*Direction*: Reproduce every line of the material, from its start up to and including the line containing "[[0,3],[0,405],[712,402],[718,1]]", and increase each vertex coordinate in the answers by 35. Omit the pictures.

*Data provided*:
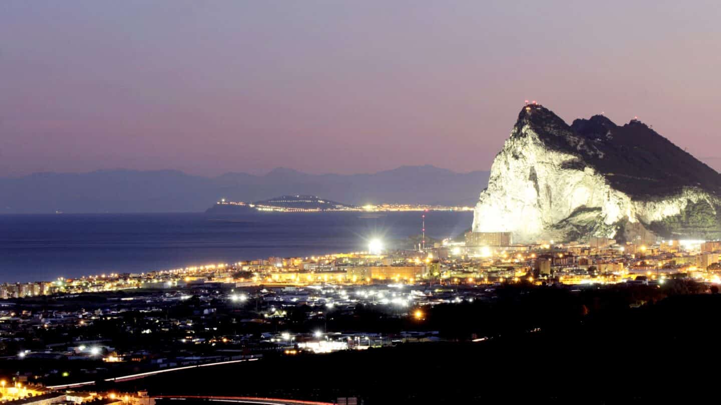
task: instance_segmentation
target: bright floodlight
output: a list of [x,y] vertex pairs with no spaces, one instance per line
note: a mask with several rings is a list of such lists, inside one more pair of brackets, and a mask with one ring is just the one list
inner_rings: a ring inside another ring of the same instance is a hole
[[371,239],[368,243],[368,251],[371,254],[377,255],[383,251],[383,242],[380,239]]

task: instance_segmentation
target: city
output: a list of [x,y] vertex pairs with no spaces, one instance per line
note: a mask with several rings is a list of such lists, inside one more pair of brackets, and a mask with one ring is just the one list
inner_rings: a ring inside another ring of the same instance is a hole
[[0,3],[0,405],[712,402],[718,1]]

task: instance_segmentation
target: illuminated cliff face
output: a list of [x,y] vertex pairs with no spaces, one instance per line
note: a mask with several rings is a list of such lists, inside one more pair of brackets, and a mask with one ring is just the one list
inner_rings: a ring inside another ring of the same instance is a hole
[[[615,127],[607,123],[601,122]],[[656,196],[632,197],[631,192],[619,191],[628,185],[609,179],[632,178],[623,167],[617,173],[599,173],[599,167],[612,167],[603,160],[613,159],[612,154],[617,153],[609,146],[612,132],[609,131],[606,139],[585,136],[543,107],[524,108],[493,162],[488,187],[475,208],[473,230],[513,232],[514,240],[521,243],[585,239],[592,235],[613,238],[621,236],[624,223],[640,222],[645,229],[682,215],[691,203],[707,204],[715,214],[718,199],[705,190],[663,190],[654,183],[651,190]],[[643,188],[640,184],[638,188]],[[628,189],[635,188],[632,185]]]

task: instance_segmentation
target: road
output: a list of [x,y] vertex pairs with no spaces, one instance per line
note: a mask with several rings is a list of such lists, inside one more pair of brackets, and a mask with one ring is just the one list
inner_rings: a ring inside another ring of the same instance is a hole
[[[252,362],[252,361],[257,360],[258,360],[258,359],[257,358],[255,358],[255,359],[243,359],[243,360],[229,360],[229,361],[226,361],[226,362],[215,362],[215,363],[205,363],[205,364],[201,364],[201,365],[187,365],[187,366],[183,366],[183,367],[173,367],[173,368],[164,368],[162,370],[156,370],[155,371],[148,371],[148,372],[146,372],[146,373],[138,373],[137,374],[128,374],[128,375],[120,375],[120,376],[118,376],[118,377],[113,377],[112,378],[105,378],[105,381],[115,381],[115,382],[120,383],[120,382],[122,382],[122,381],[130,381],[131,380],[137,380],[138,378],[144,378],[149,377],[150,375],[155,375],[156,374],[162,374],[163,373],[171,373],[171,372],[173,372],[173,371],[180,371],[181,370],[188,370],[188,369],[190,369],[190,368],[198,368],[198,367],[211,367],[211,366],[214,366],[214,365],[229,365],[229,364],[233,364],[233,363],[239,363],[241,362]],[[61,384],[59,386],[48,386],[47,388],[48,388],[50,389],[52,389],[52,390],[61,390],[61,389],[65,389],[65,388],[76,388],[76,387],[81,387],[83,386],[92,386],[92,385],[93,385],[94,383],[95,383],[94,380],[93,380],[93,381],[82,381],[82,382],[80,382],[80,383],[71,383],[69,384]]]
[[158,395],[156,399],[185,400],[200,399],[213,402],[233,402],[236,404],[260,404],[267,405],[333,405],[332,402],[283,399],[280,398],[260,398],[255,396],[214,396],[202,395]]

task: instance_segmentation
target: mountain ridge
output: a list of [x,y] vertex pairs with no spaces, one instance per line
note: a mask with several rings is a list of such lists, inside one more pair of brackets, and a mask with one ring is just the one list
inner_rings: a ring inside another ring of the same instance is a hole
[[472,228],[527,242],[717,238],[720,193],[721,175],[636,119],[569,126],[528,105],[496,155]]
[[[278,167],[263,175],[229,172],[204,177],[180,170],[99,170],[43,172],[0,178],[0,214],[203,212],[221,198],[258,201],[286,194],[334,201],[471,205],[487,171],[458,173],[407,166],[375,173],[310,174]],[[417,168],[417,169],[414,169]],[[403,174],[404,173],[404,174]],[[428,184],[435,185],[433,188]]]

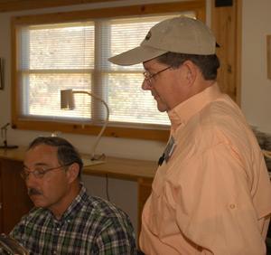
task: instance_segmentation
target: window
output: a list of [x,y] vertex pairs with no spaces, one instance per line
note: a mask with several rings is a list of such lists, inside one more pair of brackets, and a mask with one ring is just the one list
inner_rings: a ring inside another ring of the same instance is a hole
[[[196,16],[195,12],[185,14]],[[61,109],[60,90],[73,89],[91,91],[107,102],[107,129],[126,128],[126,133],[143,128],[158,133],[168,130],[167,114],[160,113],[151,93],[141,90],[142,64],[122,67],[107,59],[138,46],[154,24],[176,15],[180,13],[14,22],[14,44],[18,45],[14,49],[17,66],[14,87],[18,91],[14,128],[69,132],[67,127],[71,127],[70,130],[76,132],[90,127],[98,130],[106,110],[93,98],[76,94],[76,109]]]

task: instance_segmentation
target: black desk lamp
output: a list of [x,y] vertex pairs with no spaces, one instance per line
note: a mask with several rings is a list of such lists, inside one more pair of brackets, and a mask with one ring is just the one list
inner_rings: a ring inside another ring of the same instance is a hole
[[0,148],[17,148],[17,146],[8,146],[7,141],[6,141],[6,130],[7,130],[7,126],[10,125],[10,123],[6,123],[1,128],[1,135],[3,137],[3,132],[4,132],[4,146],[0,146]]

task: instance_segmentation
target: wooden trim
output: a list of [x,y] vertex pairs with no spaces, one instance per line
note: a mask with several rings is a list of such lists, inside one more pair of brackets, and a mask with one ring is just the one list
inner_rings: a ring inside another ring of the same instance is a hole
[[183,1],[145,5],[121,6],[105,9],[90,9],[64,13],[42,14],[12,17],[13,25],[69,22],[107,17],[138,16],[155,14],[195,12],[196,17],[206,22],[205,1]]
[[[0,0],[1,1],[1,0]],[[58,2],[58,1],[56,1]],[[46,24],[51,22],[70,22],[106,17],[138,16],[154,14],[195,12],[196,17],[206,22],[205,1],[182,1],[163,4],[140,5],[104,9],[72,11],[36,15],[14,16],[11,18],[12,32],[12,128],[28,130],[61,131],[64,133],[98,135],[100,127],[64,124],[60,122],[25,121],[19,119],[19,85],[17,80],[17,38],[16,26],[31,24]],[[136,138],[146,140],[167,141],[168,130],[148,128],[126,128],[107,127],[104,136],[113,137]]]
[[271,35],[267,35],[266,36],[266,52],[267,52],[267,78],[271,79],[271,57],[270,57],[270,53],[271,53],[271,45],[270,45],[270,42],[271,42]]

*Reply*:
task: instance_segmentation
target: bright floodlight
output: a list of [x,y] vertex pairs with no spaces, one instance per line
note: a mask with several rings is a list of such lists, inside one more pair of brackets, and a mask with one ring is just the one list
inner_rings: a ring inside another ring of the same instance is a hole
[[406,274],[403,278],[403,286],[406,289],[412,290],[418,286],[418,277],[415,274]]

task: instance_segmentation
target: city
output: a list of [x,y] vertex pairs with no spaces, one instance per line
note: a mask with several rings is a list of such lists, inside one more pair of brackets, and a mask with one ring is just the one list
inner_rings: a ring inside another ring of the same instance is a hole
[[35,38],[35,440],[747,437],[753,36]]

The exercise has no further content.